**Предложенный отрывок**:

════════════════

Мы жили в одном из брошенных этими немцами домов. Всё было особенное. Во-первых, необыкновенные для русских запоры. И на домах, и на магазинах они поражали размерами и солидностью. Подпол был страшно глубокий и благоустроенный. В таком, верно, и спрятали злополучного парашютиста? Потом — чечевицеобразные котлы, вмазанные сверху в печки и наполненные песком для сохранения тепла. В них же грели, говорят, воду для мытья. И ещё печь, высокая, квадратная, в центре дома с дверцами на 4 стороны в 4 комнаты — очень удобно и странно. Мебель была деревянная, самодельная с претензией на какой-то стиль. А всякие брошенные молотки и другая утварь вызывали грусть и мысль о твоём собственном брошенном доме.
Мы отъедались. Это происходило по старшинству (только наоборот): первая стала гордо отказываться от ужина Ляля. Потом эта сытость дошла до меня и потом лишь до бедненькой мамы.
Снова я засевала огород! Любовалась в огороде на чужие маленькие арбузики — размером с теннисные мячи и уже по-взрослому разрисованные. И всё варила, варила, варила… По вечерам иногда ходила с Яшей на его работу, так как было затемнение и он ничего не видел в темноте (от близорукости? а теперь я думаю, может быть, тоже от невитаминного питания?). На работе я что-то помогала, делала, но помню и в эти вечера свои мечты — всё ещё о хлебе!
Чудное, жаркое лето. Я сшила Сашеньке на руках холщовый синий костюмчик из чего-то папиного. По вечерам из городского сада доносится музыка танцев. Точно нет войны. И доносится то самое танго, под которое я танцевала осенью 1941 года у Жени Парай-Кошица. Кстати, именно тут, в этой немецкой комнате, я читаю первое письмо от Вэры из Казани. Она пишет, что лишь теперь, после моего к ней письма, не осталось больше надежды, что Всеволод жив. Она всё ждала чуда; ведь ошиблись же, — пишет она, — сообщив, что умер Володя Мунц, когда умер наш отец.
Хожу с Сашенькой далеко на колодец, выучившись носить воду на коромысле. Но бабы, настоящие, носят тут коромысло поперёк одного плеча, а в другой руке ещё одно ведро. А я ещё отдыхаю по дороге со своими двумя вёдрами. Ставлю их на землю. И тогда Сашенька наклоняется, чтобы попить прямо из ведра, и заранее давится со смеху, так как знает, что только он прикоснётся губами к воде, я тихонько, одним пальцем, толкну его стриженый затылочек и он окунёт нос в воду. Эта игра повторялась всякий раз.
А где же я водила Сашу впервые в парикмахерскую? Вероятно, это было на станции Платоновке: ведь вся наша теплушка кишела насекомыми, и надо было остричь его наголо. Посадили его к мальчику-ученику. Саша сидел тихо, только всё ниже и ниже опускал голову, а его «мастер» опускался за ним тоже всё ниже и ниже, и закончили они операцию где-то уже под столом.

════════════════

**Строки данных**:
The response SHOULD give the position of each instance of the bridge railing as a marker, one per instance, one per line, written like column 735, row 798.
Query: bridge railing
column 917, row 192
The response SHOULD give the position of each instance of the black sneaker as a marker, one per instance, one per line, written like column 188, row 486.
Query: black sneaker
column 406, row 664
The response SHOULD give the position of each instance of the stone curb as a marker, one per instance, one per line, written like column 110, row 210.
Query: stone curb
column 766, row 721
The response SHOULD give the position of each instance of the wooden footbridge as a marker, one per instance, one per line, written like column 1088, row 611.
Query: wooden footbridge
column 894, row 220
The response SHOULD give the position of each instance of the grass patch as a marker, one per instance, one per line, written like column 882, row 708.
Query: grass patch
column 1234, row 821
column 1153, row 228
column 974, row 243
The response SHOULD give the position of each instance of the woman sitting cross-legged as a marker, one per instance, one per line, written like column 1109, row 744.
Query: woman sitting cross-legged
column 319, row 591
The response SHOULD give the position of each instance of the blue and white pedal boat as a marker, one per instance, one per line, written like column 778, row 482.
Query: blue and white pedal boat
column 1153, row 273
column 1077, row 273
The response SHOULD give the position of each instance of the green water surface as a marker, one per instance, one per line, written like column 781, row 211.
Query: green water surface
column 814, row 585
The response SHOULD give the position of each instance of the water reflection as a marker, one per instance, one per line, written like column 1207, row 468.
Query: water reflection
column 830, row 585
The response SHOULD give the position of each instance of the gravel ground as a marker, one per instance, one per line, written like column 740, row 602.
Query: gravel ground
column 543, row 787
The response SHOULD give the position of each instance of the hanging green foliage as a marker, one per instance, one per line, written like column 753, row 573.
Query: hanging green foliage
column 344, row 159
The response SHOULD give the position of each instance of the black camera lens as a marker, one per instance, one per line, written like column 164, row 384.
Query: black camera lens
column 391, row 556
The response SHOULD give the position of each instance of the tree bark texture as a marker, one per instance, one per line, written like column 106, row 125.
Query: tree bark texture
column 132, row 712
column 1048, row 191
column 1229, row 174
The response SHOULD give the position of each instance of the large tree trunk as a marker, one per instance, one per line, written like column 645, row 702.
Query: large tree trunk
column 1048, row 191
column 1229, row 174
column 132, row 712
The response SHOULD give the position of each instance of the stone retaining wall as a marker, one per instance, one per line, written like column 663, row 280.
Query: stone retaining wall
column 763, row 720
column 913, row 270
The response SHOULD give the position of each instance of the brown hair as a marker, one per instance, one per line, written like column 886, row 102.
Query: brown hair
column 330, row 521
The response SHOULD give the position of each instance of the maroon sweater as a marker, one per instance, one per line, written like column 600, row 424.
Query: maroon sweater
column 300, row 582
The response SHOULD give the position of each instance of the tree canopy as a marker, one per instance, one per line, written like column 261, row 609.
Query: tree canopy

════════════════

Судя по отрывку, из какой ткани и какого цвета был костюмчик, сшитый Сашеньке? Позиции выше — отдельный материал и к отрывку не относятся.

**Готовый ответ**:
Холщовый, синего цвета.